Objectives:
a – In the text on the law of occupation, which article of the 1907 Hague Regulations codifies the "usufruct rule"?
b – Write out the text on the law of occupation from "It is unquestionably" to "prior to occupation.", word for word.
c – Extend the text on the law of occupation beyond its final sentence.
***** Text to read
This reasoning not only appears to grant the Agreements a quasi-legal character, but it also implies that the (political) Agreements can trump Israel’s international law obligations, effectively affirming Israel’s violation of the law of occupation and allowing for the Israeli authorities extensive exercise of rights in excess of the limits of the law of occupation, in territory where it is not the legitimate sovereign. The Court’s reasoning also contravenes the basic international law rule that holds that a State may not invoke the provisions of its internal law as justification for its failure to fulfill its obligations under international law (enshrined in Article 27 of the 1969 Vienna Convention on the Law of Treaties).
Critically, the Court’s understanding of the status and consequence of the Agreements on the applicable framework of international law also ignores the ultimate purpose of the law of occupation, which guarantees the inviolability of protected persons’ rights by prohibiting the occupied population, and their representatives, from legally waiving their rights. Whilst the relevant provisions of the Fourth Geneva Convention (GCIV) refer to the rights “secured to them by the present Convention”, it remains unclear whether these include the rights provided for in the Hague law of occupation (viz. 1907 Hague Regulations). It is suggested that a functional, contextual interpretation of the law of occupation would presume protection for the ‘usufruct rule’ along with the individual and collective human rights that complement it (i.e. the right to self-determination and Article 25 of the 1966 International Covenant on Economic Social and Cultural Rights), thereby barring any argument concerning their possible waiver by the Palestinian Authority in the context of the Agreements. Admittedly, this is not a clear-cut application of the law, which has been subject to relatively little doctrinal discussion.
A partial understanding of the limits set by the ‘usufruct rule’
The ‘usufruct rule’ is codified in Article 55 of the 1907 Hague Regulations, which reads as follows,
“The occupying State shall be regarded only as administrator and usufructuary of public buildings, real estate, forests, and agricultural estates belonging to the hostile State, and situated in the occupied country. It must safeguard the capital of these properties, and administer them in accordance with the rules of usufruct.”
It is unquestionably a provision that is in itself unclear and affords very little guidance on either the purpose, use or quantitative limits of exploitation of natural resources by the Occupying Power in the occupied territory. Hence, the rule has been subject to varying interpretations. The view taken by the majority of publicists, and discussed by Arai-Takahashi in his seminal work on the law of occupation, is based on the rule that prohibits the Occupying Power to undertake permanent changes in the occupied territory, which thereby forbids it from either exploiting a mine at a rate more rapid than the previous level of production, or opening mines that were not in use prior to occupation.
**********
***** Given information
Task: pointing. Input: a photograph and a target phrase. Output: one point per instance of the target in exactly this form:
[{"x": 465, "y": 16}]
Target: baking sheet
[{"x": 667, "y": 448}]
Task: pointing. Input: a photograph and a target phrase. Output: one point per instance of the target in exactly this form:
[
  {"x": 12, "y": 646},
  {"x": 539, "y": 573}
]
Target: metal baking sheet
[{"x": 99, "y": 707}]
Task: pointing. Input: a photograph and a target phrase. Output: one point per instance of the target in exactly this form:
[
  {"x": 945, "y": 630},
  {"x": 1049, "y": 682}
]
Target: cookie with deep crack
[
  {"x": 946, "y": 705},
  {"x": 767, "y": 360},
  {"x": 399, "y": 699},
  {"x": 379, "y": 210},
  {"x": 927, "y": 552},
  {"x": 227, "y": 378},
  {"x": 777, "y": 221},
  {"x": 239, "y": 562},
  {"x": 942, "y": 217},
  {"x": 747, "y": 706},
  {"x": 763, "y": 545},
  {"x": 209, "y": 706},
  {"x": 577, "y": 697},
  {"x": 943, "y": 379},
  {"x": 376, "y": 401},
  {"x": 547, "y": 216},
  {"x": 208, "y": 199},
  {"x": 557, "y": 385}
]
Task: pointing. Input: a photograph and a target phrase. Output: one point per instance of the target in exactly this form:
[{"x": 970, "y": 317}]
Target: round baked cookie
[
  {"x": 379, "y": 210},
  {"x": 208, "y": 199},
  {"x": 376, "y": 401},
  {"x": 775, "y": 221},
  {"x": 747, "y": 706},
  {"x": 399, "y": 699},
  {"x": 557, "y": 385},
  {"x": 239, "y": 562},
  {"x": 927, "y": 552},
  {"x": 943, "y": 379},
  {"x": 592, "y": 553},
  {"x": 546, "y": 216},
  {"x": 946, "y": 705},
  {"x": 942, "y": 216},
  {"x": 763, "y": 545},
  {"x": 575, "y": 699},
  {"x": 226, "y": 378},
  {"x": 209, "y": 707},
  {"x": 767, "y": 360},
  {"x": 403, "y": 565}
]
**********
Task results:
a – Article 55

b –
It is unquestionably a provision that is in itself unclear and affords very little guidance on either the purpose, use or quantitative limits of exploitation of natural resources by the Occupying Power in the occupied territory. Hence, the rule has been subject to varying interpretations. The view taken by the majority of publicists, and discussed by Arai-Takahashi in his seminal work on the law of occupation, is based on the rule that prohibits the Occupying Power to undertake permanent changes in the occupied territory, which thereby forbids it from either exploiting a mine at a rate more rapid than the previous level of production, or opening mines that were not in use prior to occupation.

c –
A correct interpretation of the rule should be based on a contextual interpretation and an astute understanding of the general principles governing belligerent occupation, particularly the two important limits on the exploitation activities in occupied territory: (i) they must not have permanent effects and (ii) they must not be undertaken to the detriment of the local population. As such, these limitations strictly prohibit the occupier from interfering with the economic activity of the occupied territory with a view to drawing economic benefits for itself (see Antonio Cassese, ‘Powers and Duties of an Occupant in Relation to Land and Natural Resources’ in Emma Playfair ed., International Law and the Administration of Occupied Territories, Clarendon Press, 1992). This was the case with Israel’s exploitation of oil fields in the Sinai Peninsula, which violated Article 55 on the grounds that Israel was exploiting the economic resources of an occupied territory primarily for the purpose of domestic consumption, exceeding the level necessary to meet the expenses of occupation.
Already at the early stages of its analysis, based solely on these three sources – namely, Dinstein, Von Glahn and the Black’s law dictionary – the Court confidently arrives at the conclusion that so long as the property is not excessively damaged, the occupier is permitted to enjoy its products, seemingly even if these are used to cater to the interests of private actors on the Occupying Power’s private market (paragraph 7 of the judgment). At the crux of its analysis, whilst noting that the ‘usufruct rule’ remains “under dispute among scholars” (Ibid), the Court embarks on an examination of the two main legal issues in question: (1) the extent of the exploitation – whether new quarries can be established by the Occupying Power; and (2) the use of the product of exploitation – whether the interests of the local population are being served.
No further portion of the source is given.